[Records in a dataset]
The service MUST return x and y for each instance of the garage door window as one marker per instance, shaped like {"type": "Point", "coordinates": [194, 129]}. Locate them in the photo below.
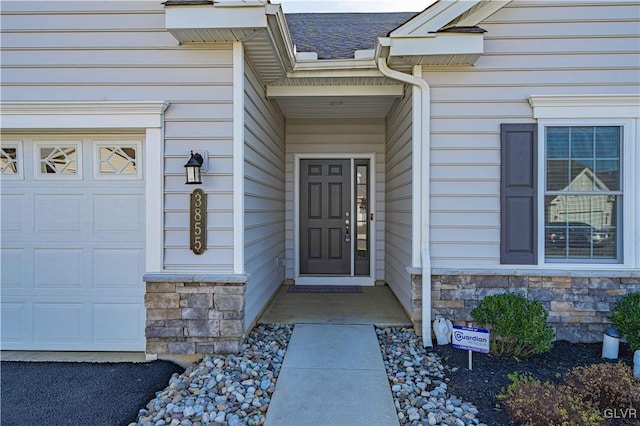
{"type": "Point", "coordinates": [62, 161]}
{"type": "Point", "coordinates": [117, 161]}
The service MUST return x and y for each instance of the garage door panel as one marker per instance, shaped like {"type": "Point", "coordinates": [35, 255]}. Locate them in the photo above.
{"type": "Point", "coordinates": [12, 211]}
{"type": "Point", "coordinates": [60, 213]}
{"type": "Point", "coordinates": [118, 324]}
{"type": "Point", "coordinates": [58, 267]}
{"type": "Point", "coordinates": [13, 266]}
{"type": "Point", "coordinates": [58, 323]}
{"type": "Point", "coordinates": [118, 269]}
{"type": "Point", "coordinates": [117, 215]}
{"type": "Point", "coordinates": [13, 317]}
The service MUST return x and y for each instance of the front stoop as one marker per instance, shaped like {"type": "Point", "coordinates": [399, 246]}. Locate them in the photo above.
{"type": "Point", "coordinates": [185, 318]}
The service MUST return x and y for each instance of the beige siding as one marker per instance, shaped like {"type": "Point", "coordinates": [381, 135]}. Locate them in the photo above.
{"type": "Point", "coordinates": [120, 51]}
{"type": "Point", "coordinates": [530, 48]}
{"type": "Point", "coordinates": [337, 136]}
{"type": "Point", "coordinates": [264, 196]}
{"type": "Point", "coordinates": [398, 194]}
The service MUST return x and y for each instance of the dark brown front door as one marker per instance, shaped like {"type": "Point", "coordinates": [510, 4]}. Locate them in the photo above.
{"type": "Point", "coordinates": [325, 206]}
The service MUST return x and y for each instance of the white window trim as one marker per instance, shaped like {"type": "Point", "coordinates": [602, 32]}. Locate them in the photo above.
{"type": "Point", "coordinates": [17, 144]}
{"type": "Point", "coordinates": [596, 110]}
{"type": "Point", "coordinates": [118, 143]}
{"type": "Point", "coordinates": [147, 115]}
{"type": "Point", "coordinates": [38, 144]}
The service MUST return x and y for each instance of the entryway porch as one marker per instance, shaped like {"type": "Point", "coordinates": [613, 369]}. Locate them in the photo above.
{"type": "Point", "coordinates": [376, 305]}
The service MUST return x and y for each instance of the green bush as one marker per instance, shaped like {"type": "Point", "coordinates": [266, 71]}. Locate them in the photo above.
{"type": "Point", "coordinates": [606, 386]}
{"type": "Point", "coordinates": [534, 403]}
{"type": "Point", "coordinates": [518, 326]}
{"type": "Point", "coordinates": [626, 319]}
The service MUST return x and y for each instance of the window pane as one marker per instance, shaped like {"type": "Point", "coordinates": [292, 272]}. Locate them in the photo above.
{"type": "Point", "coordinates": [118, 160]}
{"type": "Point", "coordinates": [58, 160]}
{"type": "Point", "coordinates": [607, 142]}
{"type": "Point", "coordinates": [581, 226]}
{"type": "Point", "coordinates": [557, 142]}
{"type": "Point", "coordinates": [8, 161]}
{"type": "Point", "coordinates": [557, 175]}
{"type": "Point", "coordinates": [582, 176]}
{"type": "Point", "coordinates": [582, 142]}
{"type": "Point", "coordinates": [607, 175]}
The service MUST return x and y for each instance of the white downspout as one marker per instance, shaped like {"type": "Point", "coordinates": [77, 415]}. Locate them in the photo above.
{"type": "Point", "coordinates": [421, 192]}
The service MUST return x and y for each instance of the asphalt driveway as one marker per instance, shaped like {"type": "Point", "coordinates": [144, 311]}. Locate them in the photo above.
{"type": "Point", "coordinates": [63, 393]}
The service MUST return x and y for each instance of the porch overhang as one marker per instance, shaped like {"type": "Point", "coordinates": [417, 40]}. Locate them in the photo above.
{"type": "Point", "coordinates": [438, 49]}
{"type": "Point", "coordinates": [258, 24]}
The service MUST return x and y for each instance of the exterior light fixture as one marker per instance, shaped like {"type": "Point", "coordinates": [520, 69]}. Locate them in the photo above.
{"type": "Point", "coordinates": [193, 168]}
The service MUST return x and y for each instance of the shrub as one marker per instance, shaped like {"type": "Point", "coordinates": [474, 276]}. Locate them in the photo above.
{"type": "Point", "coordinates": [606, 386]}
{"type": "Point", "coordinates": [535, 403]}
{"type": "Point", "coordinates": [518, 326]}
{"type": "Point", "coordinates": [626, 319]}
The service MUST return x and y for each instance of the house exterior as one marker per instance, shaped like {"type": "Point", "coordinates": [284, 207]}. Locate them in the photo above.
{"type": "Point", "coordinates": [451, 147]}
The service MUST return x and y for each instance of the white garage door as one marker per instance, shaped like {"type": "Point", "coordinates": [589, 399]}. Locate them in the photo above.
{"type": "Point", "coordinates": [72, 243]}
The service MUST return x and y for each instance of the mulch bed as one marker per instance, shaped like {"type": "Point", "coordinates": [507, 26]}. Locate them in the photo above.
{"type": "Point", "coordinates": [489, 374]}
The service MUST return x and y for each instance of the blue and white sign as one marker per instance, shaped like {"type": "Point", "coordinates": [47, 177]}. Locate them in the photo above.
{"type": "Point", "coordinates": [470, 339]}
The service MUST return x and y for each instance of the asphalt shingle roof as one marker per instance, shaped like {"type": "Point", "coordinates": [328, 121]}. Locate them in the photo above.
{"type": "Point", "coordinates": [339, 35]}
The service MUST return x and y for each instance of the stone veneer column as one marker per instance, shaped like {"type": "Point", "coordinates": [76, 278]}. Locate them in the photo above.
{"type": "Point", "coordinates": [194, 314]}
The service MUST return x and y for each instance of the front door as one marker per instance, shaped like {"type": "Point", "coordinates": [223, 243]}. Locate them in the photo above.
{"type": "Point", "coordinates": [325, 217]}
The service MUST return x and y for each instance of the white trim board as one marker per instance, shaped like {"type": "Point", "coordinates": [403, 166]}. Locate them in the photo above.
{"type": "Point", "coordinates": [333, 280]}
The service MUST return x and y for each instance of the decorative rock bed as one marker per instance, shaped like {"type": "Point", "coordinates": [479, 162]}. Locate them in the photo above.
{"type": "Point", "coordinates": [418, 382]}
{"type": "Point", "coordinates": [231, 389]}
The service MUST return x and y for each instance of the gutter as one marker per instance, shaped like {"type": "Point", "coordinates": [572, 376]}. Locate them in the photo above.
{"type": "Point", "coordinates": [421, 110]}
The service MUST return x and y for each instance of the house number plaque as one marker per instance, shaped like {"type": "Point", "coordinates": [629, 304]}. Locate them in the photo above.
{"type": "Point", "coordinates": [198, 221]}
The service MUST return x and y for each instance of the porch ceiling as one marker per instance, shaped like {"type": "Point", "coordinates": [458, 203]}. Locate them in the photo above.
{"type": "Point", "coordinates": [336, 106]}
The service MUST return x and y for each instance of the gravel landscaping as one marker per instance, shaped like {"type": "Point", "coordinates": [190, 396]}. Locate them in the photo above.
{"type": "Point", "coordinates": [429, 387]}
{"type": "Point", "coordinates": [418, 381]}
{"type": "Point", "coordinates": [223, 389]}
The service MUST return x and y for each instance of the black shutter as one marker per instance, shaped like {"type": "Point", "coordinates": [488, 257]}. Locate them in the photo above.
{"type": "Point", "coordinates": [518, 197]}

==

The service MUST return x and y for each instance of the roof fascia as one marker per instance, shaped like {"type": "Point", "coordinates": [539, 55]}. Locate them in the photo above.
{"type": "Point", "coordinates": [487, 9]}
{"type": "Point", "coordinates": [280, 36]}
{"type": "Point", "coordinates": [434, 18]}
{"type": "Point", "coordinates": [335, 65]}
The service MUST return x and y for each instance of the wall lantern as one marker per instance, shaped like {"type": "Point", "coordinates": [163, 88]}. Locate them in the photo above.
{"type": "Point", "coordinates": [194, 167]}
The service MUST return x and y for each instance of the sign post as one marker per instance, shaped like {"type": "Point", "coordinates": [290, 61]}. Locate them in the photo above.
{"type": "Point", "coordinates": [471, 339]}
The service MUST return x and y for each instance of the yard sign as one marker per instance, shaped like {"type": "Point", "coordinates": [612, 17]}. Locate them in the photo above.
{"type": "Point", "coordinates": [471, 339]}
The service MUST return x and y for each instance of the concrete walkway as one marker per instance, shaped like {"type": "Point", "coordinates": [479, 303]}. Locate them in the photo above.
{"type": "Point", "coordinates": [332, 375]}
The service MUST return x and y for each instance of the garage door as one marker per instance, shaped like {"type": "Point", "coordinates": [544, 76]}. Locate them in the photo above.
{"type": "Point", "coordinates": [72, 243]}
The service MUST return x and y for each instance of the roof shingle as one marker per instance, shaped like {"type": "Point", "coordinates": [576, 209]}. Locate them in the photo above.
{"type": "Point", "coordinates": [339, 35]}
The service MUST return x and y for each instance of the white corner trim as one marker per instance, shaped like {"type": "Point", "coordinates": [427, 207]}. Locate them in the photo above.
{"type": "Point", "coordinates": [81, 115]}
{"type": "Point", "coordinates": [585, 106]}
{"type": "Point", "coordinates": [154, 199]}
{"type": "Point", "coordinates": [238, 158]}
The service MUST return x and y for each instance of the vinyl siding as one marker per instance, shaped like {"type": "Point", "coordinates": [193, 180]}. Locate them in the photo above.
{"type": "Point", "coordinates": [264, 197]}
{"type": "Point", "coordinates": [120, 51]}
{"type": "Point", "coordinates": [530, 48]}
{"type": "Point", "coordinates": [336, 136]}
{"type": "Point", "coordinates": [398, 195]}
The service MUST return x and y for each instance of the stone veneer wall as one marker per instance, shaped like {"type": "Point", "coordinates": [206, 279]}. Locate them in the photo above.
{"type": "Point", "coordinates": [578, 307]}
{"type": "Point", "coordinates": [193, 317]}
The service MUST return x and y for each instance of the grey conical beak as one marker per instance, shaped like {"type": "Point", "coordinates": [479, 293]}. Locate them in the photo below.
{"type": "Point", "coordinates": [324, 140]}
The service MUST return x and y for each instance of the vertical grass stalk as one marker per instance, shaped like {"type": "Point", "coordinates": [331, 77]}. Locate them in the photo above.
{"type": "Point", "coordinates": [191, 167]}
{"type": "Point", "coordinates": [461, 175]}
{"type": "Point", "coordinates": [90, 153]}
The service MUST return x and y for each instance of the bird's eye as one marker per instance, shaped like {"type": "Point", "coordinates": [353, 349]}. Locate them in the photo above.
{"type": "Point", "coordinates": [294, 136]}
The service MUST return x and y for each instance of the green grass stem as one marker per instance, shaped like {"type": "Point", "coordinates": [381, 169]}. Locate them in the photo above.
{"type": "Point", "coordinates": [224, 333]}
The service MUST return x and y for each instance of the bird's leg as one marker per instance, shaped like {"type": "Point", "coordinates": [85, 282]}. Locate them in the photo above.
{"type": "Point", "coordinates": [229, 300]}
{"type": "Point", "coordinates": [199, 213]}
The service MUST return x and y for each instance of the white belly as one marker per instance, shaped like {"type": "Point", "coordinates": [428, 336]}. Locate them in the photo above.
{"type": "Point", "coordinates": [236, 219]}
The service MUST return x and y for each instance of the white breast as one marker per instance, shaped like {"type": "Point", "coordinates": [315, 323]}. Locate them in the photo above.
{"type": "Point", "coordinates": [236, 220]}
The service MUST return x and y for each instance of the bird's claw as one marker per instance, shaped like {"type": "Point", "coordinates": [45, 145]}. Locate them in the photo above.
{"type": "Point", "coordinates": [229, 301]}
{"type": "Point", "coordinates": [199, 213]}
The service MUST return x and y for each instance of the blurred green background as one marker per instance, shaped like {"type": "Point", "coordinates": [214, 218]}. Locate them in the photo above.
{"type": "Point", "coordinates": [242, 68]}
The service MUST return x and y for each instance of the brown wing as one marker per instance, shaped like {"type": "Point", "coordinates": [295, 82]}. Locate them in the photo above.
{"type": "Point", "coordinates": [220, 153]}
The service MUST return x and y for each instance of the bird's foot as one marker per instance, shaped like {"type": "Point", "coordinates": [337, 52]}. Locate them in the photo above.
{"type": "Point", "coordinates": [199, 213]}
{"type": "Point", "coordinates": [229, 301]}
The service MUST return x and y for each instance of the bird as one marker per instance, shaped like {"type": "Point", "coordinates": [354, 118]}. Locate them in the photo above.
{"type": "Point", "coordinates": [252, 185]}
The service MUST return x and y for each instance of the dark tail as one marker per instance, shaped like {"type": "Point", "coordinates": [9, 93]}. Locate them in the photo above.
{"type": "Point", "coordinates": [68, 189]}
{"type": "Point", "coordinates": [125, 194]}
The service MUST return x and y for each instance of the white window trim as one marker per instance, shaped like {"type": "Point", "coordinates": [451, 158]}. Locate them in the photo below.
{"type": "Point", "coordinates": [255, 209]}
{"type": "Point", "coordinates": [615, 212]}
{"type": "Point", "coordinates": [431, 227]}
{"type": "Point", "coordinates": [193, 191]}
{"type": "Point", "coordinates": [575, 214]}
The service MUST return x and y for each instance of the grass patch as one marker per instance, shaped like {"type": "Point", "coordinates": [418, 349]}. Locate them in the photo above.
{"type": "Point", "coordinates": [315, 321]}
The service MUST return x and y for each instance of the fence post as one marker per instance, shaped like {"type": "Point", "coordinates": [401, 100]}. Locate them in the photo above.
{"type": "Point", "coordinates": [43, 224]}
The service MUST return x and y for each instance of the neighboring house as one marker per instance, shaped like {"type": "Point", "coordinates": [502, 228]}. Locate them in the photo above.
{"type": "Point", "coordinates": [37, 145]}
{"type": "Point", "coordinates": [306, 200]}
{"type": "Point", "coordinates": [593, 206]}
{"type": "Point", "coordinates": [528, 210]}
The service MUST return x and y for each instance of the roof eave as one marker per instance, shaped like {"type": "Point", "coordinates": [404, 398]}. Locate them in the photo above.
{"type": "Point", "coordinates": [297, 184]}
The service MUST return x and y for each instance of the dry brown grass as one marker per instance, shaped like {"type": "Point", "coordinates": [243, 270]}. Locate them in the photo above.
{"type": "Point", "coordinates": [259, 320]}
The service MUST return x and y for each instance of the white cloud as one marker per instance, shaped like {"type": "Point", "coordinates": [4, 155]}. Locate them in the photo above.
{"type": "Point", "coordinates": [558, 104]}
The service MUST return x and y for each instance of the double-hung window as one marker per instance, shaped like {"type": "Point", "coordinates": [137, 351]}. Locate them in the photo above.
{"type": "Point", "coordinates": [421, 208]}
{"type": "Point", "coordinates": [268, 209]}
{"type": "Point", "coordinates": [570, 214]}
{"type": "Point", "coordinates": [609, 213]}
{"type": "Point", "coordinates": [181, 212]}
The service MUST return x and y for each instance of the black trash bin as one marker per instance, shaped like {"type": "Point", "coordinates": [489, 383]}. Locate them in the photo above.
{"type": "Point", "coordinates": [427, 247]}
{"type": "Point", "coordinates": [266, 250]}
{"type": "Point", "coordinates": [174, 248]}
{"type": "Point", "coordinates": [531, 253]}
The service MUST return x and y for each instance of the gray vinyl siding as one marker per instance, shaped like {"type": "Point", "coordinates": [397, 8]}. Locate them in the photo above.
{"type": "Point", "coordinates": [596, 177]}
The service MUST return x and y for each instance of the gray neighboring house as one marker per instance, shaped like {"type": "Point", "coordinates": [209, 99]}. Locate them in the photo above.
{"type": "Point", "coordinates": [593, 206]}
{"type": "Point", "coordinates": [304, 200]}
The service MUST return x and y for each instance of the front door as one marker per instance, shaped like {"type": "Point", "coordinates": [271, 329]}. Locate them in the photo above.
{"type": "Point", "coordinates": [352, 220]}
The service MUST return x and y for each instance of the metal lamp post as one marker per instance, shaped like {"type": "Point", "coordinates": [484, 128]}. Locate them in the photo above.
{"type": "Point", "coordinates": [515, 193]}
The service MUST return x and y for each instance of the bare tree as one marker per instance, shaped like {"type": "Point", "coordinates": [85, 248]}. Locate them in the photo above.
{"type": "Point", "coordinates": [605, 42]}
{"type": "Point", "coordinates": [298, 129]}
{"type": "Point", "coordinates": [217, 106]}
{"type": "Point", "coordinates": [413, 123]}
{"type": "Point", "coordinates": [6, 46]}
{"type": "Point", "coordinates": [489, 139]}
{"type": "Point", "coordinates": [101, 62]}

* * *

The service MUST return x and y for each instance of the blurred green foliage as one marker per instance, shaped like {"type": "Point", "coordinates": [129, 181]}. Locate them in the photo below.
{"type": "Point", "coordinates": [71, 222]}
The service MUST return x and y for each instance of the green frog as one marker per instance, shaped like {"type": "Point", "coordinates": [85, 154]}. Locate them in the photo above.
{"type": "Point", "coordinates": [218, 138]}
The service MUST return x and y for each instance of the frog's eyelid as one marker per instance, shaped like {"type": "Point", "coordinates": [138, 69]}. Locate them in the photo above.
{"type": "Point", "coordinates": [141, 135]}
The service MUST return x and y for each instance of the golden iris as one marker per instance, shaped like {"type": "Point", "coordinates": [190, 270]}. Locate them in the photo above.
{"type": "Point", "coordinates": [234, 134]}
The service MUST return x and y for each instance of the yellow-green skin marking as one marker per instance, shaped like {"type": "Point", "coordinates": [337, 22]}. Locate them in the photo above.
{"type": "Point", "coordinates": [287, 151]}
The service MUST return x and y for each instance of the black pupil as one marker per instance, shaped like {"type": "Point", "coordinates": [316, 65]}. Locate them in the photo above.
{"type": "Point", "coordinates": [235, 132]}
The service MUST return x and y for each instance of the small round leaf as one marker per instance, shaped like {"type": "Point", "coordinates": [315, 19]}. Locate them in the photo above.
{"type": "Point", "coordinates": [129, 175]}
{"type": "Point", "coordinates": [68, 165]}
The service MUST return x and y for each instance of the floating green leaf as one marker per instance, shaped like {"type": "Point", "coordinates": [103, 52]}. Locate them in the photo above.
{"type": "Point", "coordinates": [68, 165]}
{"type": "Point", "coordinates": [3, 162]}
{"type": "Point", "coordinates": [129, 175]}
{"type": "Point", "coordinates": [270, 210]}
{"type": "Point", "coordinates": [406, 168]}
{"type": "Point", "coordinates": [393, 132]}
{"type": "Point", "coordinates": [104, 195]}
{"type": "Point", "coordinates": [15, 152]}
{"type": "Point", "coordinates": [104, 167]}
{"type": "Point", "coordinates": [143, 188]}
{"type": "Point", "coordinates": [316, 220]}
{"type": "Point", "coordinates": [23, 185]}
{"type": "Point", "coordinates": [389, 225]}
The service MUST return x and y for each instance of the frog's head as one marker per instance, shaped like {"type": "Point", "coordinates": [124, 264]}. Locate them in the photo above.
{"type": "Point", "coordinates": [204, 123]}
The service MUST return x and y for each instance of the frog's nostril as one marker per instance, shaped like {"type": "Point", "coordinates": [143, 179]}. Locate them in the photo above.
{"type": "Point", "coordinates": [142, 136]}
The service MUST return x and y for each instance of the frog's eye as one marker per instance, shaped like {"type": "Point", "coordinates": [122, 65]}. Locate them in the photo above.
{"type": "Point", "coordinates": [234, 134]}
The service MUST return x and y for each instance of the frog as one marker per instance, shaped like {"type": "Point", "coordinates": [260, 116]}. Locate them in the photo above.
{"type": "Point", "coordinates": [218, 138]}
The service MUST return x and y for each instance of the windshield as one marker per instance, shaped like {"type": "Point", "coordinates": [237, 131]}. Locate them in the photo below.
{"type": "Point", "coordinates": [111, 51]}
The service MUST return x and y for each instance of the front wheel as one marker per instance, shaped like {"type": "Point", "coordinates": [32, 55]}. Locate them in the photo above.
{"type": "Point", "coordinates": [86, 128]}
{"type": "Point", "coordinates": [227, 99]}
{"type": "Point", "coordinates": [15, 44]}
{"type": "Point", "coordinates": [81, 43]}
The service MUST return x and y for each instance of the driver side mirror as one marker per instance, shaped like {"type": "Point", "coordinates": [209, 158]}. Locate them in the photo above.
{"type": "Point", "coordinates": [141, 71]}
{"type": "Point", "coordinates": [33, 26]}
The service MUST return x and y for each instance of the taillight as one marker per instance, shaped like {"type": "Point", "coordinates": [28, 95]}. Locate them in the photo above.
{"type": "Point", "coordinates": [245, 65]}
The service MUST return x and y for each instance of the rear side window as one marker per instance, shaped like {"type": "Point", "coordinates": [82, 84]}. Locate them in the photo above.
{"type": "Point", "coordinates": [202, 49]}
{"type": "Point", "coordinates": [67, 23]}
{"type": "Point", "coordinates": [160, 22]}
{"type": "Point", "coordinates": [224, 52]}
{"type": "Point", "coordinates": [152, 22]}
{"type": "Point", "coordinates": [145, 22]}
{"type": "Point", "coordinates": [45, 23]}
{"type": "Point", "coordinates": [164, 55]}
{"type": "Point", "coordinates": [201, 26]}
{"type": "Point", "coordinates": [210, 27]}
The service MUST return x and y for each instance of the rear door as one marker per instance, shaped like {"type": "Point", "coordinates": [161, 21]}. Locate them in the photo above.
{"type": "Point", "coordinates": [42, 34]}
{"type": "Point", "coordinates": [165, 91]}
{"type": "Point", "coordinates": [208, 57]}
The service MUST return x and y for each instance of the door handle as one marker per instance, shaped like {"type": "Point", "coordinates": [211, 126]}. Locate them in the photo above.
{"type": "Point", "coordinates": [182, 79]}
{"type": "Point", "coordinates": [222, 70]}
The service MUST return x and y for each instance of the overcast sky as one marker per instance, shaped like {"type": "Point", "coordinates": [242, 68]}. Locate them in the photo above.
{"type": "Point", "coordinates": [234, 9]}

Description of the task:
Report every line of the records that contains the word "stone", copying each such line in full. Case counts.

Result of this task:
The service MUST return x and y for each instance of the stone veneer column as one marker per instance, shaped like {"type": "Point", "coordinates": [76, 278]}. Locate them in the photo above.
The service MUST return x and y for each instance of the stone veneer wall as one marker per instance, shaped like {"type": "Point", "coordinates": [206, 279]}. Locate them in the photo above.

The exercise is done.